Riesige Dinosaurierspuren auf schottischer Insel entdeckt

Die Spuren gewähren einen Einblick in den Mittleren Jura – eine Periode, aus der man bisher nur wenige Fossilien gefunden hat.

Von Michael Greshko
bilder von Steve Brusatte, National Geographic Creative
Veröffentlicht am 3. Apr. 2018, 16:37 MESZ
Dinosaurierspuren
Die Entdeckung auf der Insel Skye umfasst etwa 50 Fußabdrücke von Dinosauriern. Ein Großteil wurde von langhalsigen Sauropoden hinterlassen. Bei diesem Fußabdruck kann man die Zehen des Sauropoden erkennen.
Foto von Steve Brusatte, National Geographic Creative

Vor über 160 Millionen Jahren trotteten riesige Sauropoden mit langen Hälsen schwerfällig durch urzeitliche Lagunen auf dem Gebiet des heutigen Großbritanniens. Nun hat man an der unwirtlichen, rauen Küste der schottische Insel Skye Dutzende ihrer Fußabdrücke entdeckt.

Vom felsigen Ufer aus könnte man die riesigen Fußspuren für Gezeitentümpel halten. Auf den zweiten Blick offenbaren sich jedoch die Formen der Zehen und Fersen der Dinosaurier.

„Diese Spuren befanden sich jahrelang direkt vor unseren Augen“, sagt der Paläontologe Michael Habib von der University of Southern California, der an der Entdeckung nicht beteiligt war. „Das verdeutlicht, dass die Sauropoden so viel größer als alles waren, dass wir Paläontologen im Freien erst mal gar nicht nach irgendwas von solchen Ausmaßen suchen.“

Zwischen den riesigen Abdrücken fand das Team außerdem charakteristische, dreizehige Fußabdrücke von Theropoden, die vermutlich ältere Cousins des kreidezeitlichen Tyrannosaurus rex waren.

Die Spuren auf Skye, von denen am 2. April im „Scottish Journal of Geology“ berichtet wurde, bieten einen seltenen Einblick in den mittleren Jura. Aus dieser Periode vor etwa 163 bis 174 Millionen Jahren hatte man bisher kaum Dinosaurierfossilien gefunden. Die jüngste Entdeckung untermauert den Status der Insel Skye als Schlüsselregion für ein tieferes Verständnis dieser geheimnisvollen Epoche der Erdgeschichte.

„Der Mitteljura war eine wichtige Zeit: Etwa um diese Zeit herum erhoben sich die ersten Vögel in den Himmel, die ersten Tyrannosaurier entwickelten sich und die ersten wirklich gewaltigen Sauropoden kamen auf“, sagt der Co-Autor der Studie Steve Brusatte. Der Paläontologe der Universität Edinburgh wird von National Geographic gefördert.

┄┄┄┄┄┄┄┄┄┄

ZIEL DER AUFGABE
Schreibe den Abschnitt des Textes über die Dinosaurierspuren auf Skye, der mit den Worten „Vor über 160“ anfängt und mit „ihrer Fußabdrücke entdeckt.“ aufhört, erneut ab. Ändere ihn dabei so, dass „Pflanzenfresser“ an die Stelle von „Sauropoden“ tritt.

┄┄┄┄┄┄┄┄┄┄

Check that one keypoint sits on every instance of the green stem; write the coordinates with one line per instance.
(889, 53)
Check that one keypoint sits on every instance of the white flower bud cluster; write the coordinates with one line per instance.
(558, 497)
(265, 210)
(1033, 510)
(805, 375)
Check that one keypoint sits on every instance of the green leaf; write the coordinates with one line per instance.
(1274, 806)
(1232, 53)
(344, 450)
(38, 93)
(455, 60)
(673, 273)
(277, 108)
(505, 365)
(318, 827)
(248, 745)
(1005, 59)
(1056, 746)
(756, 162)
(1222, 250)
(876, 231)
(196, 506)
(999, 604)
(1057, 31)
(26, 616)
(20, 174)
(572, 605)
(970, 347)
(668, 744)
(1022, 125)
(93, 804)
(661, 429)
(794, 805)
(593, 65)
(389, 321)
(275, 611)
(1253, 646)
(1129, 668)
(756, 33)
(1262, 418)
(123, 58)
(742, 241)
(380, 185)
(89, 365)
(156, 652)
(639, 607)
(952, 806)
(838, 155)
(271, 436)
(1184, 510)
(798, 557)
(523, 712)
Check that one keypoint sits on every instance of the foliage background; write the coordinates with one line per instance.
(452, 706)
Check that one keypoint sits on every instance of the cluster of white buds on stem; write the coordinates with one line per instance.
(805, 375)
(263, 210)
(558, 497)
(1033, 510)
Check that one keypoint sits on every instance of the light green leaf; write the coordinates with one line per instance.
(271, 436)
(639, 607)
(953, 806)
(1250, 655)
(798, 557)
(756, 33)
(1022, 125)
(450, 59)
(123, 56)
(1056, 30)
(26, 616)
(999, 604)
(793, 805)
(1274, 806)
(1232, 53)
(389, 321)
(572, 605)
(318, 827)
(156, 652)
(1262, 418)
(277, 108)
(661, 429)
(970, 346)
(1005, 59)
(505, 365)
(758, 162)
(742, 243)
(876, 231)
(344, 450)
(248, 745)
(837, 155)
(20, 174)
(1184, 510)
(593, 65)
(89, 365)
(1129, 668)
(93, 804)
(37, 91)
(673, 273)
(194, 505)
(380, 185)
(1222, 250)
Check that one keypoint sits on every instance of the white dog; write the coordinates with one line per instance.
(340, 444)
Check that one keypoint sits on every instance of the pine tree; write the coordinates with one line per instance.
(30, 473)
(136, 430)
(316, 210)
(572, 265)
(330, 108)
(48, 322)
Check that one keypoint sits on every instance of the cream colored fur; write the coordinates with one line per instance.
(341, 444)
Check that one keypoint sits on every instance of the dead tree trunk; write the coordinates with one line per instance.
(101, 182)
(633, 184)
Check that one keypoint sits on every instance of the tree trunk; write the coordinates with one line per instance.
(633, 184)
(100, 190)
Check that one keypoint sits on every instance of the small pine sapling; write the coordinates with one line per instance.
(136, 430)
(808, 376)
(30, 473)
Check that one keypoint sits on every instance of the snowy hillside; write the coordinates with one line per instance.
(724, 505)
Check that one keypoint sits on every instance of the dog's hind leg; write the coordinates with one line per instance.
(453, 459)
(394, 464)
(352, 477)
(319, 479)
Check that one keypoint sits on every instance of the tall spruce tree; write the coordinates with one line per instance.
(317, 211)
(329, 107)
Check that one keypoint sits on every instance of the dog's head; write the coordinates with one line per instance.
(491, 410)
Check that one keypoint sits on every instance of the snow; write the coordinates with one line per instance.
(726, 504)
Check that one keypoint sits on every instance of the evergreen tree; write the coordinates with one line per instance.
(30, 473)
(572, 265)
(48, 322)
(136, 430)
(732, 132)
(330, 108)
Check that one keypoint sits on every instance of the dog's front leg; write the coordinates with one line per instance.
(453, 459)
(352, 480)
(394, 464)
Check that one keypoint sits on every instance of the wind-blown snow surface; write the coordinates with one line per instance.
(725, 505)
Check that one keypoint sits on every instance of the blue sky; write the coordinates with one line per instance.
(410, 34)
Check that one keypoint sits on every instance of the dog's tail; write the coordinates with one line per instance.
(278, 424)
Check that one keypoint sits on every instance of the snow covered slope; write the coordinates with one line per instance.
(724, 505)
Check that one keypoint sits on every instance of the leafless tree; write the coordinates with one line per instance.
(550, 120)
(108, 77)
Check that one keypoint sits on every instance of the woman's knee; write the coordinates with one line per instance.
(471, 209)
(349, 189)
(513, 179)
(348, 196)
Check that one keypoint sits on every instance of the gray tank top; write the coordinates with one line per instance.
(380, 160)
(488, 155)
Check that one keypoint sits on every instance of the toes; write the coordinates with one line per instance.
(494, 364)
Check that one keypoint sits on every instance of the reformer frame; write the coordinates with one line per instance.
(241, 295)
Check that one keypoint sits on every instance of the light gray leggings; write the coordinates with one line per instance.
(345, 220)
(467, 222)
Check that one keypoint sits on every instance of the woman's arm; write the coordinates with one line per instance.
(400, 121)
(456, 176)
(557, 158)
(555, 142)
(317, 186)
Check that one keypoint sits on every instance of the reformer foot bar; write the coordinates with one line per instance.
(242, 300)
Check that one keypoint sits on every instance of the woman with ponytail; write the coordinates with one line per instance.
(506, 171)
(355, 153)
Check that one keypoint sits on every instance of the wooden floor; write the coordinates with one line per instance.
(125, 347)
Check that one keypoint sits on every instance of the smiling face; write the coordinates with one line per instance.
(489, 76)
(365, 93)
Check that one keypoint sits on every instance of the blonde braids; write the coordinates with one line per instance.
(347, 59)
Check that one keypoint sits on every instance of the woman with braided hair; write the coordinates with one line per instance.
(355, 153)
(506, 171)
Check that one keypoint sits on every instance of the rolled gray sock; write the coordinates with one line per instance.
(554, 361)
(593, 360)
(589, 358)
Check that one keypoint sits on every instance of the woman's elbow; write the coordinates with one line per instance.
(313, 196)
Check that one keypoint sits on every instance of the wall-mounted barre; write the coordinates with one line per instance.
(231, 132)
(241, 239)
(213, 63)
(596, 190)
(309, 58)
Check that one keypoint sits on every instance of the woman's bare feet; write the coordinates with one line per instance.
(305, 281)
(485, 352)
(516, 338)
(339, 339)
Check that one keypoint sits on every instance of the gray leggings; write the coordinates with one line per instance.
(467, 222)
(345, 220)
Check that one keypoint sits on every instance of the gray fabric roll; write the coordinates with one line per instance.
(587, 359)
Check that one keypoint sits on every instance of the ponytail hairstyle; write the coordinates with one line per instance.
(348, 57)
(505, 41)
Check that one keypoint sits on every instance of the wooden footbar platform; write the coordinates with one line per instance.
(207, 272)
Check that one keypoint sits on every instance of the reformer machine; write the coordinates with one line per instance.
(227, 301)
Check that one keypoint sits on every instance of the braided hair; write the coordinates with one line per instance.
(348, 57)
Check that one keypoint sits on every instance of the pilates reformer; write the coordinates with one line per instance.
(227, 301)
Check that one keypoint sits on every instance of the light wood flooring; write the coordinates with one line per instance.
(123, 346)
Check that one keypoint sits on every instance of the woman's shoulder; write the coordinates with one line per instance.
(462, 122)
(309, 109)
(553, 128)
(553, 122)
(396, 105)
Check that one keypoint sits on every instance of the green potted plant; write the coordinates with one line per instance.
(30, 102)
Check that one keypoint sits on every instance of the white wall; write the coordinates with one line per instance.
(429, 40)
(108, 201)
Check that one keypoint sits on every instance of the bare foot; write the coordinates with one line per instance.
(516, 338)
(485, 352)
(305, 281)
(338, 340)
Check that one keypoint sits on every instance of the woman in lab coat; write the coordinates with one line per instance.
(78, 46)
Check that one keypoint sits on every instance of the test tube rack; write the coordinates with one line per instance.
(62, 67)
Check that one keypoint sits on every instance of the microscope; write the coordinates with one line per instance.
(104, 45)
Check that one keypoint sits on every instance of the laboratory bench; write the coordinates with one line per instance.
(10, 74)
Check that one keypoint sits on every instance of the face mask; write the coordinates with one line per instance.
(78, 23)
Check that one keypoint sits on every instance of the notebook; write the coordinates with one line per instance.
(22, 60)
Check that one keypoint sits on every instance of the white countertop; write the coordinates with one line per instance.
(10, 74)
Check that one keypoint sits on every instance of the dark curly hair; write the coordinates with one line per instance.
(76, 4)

┄┄┄┄┄┄┄┄┄┄

ERGEBNIS DER ÜBUNG
Vor über 160 Millionen Jahren trotteten riesige Pflanzenfresser mit langen Hälsen schwerfällig durch urzeitliche Lagunen auf dem Gebiet des heutigen Großbritanniens. Nun hat man an der unwirtlichen, rauen Küste der schottische Insel Skye Dutzende ihrer Fußabdrücke entdeckt.